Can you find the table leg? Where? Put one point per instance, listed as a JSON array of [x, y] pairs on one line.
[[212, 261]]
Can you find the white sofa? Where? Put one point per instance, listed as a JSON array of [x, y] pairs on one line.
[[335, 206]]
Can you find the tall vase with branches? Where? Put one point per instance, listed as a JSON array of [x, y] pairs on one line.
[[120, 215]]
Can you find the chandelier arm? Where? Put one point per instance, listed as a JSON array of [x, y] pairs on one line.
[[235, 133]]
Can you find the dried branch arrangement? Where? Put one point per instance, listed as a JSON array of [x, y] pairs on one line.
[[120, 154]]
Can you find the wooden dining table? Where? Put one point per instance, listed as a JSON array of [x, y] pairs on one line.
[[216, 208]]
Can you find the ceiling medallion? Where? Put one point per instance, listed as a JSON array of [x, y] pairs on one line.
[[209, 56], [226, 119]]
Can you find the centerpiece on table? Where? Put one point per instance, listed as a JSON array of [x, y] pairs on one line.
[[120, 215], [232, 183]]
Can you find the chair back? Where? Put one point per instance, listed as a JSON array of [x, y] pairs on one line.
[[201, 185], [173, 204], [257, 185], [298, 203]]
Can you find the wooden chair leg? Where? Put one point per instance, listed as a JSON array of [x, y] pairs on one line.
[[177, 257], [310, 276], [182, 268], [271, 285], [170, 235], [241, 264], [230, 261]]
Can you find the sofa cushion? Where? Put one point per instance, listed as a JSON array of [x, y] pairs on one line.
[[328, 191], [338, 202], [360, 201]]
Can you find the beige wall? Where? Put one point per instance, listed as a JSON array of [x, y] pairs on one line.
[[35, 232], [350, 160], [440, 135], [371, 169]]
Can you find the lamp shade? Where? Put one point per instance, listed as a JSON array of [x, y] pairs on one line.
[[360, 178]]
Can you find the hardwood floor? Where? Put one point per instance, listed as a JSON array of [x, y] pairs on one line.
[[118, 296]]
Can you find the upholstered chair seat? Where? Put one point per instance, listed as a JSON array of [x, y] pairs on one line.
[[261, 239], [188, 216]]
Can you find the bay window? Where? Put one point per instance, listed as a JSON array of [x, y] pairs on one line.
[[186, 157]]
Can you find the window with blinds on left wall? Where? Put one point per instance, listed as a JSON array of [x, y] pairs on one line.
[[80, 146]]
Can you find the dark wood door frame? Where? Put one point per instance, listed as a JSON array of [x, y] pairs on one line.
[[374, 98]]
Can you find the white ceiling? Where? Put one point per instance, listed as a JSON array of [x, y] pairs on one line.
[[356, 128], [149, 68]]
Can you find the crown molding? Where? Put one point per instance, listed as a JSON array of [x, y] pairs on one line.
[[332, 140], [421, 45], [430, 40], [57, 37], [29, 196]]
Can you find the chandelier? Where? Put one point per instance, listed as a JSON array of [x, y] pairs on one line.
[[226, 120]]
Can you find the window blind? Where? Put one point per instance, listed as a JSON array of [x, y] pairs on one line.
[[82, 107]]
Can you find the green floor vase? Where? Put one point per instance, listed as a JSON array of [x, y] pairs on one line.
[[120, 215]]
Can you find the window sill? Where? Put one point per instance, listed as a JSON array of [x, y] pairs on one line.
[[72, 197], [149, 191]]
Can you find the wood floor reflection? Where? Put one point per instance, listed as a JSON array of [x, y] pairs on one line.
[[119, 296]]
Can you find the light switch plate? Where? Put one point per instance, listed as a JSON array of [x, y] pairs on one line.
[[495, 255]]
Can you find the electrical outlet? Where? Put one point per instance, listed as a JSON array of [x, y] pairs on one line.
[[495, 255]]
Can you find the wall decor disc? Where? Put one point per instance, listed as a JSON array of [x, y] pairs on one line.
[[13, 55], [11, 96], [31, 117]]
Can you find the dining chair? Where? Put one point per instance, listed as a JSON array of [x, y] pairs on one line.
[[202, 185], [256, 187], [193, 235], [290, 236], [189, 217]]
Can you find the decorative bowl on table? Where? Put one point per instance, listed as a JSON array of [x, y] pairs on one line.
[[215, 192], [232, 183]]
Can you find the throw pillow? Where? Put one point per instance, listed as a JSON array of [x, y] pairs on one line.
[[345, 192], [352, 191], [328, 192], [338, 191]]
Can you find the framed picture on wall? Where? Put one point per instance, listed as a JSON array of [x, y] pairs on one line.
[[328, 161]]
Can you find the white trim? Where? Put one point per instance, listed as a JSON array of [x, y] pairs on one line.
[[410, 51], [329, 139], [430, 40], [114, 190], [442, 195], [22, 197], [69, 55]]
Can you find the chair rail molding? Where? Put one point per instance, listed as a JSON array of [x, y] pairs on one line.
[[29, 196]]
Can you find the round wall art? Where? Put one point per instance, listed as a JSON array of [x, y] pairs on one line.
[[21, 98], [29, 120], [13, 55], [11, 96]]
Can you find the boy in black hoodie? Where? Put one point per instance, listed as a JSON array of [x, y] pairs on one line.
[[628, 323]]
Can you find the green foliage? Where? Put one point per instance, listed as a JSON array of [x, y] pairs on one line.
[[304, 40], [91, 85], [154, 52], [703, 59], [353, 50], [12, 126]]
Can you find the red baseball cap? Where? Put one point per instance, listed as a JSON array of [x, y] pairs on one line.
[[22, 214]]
:::::
§ **Szczegóły zadania**: Skopiuj bez zmian wiersze materiału od wiersza z „Can you find the wood floor” aż po wiersz z „[[328, 161]]”, oba włącznie.

§ **Rozwiązanie**:
Can you find the wood floor reflection? Where? Put one point per instance, listed as a JSON array of [x, y] pairs on one line.
[[119, 296]]
Can you find the light switch plate? Where? Put one point per instance, listed as a JSON array of [x, y] pairs on one line.
[[495, 255]]
Can you find the electrical outlet? Where? Put one point per instance, listed as a JSON array of [x, y] pairs on one line.
[[495, 255]]
Can you find the wall decor disc? Where? Put one point per instance, listed as a JSON array of [x, y] pairs on one line.
[[13, 55], [11, 96], [31, 117]]
Can you find the dining chair? Where? Put one point per instance, listed as a JSON array of [x, y] pairs on one line.
[[202, 185], [256, 187], [193, 235], [290, 236], [189, 217]]
Can you find the decorative bowl on table? Where? Put one point per instance, listed as a JSON array of [x, y] pairs on one line.
[[215, 192], [232, 183]]
Can you find the throw pillow? Where? Put one point per instance, listed as a JSON array of [x, y] pairs on one line.
[[345, 192], [352, 191], [328, 192], [338, 191]]
Can you find the framed picture on wall? Where? Put one point per instance, listed as a JSON array of [x, y] pairs on one line.
[[328, 161]]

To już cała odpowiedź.